- Source data
=== Section Start ===
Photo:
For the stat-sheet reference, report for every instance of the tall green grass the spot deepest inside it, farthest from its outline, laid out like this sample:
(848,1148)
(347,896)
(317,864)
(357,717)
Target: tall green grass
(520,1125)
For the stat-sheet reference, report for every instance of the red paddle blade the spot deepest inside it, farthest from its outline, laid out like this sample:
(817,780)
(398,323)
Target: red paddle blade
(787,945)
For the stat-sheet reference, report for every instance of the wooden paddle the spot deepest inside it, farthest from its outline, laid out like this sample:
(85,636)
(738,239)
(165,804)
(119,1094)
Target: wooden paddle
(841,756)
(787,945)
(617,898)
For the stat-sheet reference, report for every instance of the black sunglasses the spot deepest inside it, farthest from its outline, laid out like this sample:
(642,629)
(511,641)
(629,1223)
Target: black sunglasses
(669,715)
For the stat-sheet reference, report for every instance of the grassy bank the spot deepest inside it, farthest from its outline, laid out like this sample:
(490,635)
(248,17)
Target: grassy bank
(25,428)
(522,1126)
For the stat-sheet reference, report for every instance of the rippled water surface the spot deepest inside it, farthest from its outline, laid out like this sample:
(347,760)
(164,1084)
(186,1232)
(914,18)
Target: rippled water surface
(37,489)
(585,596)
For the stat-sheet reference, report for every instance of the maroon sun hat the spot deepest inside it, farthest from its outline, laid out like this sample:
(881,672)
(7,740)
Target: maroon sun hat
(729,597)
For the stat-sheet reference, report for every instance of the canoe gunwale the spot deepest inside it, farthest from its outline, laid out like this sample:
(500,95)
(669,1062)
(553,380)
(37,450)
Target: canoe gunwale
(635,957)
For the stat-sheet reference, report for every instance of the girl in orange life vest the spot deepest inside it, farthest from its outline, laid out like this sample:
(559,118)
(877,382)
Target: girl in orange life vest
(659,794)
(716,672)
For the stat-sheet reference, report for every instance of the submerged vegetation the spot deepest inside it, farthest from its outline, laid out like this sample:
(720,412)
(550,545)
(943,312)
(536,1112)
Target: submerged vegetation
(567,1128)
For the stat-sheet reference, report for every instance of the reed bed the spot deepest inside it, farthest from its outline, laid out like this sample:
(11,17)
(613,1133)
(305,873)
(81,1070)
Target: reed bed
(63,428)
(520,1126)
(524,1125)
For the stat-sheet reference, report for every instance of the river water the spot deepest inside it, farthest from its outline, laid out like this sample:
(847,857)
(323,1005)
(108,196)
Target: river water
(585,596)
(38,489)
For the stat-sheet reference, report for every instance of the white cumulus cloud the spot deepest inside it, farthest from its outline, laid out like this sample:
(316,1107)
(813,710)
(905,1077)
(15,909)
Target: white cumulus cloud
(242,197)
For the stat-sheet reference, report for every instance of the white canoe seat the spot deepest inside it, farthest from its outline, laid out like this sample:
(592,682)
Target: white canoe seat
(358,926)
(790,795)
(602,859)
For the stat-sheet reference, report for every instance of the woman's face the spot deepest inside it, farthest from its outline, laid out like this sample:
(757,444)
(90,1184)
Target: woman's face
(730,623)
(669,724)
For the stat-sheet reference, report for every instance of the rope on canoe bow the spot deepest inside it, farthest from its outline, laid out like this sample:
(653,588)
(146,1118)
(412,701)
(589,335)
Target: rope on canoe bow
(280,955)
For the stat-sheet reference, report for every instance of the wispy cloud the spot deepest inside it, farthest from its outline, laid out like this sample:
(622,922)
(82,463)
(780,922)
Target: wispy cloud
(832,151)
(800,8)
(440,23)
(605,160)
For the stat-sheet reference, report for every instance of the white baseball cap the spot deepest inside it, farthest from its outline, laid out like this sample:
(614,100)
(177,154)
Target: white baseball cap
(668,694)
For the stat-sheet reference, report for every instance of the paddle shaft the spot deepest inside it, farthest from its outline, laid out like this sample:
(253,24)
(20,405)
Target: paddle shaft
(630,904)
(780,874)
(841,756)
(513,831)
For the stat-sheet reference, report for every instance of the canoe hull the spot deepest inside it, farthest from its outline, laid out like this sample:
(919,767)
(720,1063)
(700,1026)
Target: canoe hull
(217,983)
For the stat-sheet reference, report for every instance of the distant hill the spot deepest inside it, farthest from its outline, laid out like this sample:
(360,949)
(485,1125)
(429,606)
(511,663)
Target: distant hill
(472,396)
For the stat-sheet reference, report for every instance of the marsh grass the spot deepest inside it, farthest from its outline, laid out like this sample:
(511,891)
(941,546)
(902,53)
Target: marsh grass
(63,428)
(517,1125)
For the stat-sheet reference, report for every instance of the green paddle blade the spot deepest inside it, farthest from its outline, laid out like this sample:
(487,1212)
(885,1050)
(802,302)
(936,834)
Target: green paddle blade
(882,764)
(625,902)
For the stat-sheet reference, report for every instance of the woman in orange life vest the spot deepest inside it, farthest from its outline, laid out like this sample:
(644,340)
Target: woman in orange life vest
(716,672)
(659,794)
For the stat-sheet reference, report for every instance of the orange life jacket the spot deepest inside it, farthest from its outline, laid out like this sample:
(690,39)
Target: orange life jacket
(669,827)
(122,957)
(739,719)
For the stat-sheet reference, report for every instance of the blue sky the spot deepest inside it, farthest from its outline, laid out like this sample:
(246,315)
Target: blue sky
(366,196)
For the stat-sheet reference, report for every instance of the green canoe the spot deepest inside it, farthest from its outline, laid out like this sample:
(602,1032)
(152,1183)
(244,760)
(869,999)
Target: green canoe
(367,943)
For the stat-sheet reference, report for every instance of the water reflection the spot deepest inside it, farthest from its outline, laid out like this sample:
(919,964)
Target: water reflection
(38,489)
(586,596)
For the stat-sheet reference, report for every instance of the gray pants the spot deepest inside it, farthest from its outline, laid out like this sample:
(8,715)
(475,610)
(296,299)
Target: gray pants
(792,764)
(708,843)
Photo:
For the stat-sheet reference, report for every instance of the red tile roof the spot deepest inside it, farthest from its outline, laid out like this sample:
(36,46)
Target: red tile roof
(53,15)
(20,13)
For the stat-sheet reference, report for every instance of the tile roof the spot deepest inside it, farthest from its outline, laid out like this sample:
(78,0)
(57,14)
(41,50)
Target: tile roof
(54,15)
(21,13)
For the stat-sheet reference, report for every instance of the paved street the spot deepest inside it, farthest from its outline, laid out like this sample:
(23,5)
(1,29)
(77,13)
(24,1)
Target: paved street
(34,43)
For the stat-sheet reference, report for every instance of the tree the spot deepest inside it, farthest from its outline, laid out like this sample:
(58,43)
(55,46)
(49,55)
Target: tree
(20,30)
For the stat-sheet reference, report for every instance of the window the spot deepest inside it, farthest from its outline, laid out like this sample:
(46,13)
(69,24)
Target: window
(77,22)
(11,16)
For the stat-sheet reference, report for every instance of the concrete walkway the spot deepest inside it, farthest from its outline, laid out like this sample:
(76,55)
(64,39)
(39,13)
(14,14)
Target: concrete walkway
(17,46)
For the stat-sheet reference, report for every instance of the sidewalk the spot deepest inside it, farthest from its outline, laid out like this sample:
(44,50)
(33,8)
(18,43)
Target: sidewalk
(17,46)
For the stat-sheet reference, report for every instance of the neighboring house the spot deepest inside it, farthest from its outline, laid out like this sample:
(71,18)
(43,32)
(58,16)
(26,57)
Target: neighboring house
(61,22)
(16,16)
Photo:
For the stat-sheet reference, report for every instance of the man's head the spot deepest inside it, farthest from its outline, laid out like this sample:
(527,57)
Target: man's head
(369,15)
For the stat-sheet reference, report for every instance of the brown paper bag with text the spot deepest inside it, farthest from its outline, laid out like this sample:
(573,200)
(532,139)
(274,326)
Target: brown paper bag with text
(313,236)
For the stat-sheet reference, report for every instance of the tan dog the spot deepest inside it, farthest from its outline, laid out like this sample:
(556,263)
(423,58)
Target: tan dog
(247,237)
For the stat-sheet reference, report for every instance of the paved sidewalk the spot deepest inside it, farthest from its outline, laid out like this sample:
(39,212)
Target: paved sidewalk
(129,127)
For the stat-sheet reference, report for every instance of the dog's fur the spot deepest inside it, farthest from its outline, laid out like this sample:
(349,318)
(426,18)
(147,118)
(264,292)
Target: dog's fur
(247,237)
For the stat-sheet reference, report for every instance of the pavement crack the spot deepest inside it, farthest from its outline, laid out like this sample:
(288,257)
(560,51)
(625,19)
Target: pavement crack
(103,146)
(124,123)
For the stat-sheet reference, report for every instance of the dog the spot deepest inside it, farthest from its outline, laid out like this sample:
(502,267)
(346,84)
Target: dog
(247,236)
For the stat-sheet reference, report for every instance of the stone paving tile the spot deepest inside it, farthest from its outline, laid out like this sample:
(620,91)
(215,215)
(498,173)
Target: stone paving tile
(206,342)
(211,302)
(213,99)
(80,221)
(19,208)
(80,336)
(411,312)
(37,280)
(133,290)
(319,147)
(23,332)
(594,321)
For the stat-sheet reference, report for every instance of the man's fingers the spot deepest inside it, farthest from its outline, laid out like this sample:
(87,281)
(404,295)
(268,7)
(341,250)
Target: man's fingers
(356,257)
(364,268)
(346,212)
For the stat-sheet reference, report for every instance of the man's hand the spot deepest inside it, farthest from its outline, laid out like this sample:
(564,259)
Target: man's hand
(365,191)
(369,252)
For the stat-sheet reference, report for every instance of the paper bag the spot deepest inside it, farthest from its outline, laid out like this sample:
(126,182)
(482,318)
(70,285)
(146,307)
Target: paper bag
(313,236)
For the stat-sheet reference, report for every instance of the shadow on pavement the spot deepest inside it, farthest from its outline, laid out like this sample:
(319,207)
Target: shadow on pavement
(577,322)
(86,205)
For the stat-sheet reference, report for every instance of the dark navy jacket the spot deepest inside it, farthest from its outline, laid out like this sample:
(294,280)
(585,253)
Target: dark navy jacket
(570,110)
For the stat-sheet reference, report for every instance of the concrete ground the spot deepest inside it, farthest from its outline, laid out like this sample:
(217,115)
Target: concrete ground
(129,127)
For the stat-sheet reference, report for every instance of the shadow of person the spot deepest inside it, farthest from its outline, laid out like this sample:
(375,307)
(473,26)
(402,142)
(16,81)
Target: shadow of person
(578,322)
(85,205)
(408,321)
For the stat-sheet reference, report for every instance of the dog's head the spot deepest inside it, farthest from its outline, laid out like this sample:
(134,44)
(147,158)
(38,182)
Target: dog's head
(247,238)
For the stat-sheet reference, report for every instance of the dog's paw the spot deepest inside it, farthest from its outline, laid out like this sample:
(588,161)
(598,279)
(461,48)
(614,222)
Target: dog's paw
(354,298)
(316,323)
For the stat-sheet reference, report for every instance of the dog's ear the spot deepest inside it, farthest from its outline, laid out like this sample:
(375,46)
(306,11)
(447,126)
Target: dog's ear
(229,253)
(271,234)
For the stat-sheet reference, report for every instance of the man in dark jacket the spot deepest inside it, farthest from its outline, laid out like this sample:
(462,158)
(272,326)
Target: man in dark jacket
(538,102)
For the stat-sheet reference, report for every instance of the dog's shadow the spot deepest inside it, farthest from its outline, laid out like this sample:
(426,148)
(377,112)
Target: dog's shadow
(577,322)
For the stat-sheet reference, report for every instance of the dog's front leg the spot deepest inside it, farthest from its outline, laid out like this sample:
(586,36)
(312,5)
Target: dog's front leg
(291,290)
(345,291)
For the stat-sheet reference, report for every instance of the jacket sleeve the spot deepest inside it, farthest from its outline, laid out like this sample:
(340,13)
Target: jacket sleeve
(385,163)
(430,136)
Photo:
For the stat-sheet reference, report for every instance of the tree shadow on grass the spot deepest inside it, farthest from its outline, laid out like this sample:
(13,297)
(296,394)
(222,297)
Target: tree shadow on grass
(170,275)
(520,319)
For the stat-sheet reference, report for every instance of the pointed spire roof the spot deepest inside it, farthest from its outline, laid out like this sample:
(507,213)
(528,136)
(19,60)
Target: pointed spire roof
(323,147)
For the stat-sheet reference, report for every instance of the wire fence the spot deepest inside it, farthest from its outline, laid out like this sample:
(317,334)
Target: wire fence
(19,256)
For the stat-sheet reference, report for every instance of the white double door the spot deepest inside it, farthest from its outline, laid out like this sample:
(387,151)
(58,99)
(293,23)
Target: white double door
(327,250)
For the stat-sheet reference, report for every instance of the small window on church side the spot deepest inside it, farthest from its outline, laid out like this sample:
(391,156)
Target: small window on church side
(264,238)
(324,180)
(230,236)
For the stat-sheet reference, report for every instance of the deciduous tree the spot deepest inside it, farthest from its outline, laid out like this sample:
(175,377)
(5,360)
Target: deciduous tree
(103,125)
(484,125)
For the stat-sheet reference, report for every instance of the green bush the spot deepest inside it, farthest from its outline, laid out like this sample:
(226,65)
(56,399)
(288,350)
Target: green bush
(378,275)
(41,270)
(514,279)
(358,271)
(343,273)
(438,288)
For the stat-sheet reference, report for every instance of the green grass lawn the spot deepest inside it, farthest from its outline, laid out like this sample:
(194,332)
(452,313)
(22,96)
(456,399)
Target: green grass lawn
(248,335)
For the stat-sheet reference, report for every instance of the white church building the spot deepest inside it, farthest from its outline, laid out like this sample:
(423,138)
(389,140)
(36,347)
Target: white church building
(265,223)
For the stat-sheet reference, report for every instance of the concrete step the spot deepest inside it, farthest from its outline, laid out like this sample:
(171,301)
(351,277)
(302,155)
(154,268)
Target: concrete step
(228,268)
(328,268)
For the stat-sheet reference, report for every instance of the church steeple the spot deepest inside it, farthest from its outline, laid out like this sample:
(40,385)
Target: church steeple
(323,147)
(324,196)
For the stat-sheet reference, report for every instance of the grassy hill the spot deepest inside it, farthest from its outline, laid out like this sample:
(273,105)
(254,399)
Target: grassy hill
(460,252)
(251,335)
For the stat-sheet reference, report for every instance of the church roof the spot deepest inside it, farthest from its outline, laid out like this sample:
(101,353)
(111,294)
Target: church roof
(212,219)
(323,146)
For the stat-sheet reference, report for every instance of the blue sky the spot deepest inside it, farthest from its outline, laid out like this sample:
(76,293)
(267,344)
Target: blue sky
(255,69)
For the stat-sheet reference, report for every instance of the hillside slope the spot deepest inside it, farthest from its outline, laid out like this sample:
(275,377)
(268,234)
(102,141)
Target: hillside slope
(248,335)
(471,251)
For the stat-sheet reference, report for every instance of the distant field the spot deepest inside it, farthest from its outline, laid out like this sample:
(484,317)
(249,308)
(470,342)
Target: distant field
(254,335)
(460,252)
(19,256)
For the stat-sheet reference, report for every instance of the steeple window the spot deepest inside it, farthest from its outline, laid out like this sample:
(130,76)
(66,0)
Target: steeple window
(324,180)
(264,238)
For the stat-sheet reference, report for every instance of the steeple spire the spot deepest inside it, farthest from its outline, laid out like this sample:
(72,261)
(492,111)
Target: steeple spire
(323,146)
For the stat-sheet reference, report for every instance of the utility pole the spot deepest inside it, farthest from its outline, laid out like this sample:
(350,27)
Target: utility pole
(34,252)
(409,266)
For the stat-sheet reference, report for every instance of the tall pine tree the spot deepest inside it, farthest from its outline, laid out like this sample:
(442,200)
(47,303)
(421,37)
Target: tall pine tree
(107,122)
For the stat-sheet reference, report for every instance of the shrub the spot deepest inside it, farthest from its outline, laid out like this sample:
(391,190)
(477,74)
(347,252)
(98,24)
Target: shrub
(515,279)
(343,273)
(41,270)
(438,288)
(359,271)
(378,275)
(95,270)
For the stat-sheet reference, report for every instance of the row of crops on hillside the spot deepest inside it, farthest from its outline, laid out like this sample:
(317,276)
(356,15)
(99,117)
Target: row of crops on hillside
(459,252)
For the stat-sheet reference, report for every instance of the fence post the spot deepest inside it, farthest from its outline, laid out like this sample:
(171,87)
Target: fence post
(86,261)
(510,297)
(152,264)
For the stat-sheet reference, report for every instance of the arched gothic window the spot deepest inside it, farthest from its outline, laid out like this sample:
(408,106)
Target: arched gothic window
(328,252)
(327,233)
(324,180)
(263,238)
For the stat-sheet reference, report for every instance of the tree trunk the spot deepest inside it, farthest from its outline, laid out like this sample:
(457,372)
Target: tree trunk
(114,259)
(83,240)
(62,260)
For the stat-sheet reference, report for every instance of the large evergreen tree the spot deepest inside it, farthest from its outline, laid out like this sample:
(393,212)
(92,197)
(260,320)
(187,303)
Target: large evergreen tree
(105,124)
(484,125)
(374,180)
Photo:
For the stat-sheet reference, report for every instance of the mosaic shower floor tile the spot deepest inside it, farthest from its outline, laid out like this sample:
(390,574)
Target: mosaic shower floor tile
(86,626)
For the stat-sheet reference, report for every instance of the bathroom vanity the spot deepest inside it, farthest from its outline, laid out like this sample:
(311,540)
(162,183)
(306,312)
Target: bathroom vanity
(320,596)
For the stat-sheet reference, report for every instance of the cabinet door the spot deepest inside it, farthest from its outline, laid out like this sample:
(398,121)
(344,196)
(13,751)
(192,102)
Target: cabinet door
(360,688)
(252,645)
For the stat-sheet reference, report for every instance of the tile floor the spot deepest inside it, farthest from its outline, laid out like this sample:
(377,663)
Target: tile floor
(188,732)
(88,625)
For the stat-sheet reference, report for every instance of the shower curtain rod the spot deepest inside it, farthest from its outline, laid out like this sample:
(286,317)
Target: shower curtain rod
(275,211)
=== Section End ===
- Your assignment
All lines from the one containing "Target: cabinet door" down to the final line above are to be restated word for word; leave out the rest.

- The answer
Target: cabinet door
(360,688)
(252,645)
For the stat-sheet reference, report for every instance of the tile floor the spot deepest inside it, farthest from its outline, laid out like this sample:
(377,663)
Target: tile floor
(188,732)
(88,625)
For the stat-sheet reference, report for every instance of the shower curtain rod the spot deepest inside it, farthest from its outline, laid out like this sample:
(286,317)
Target: shower curtain rod
(275,211)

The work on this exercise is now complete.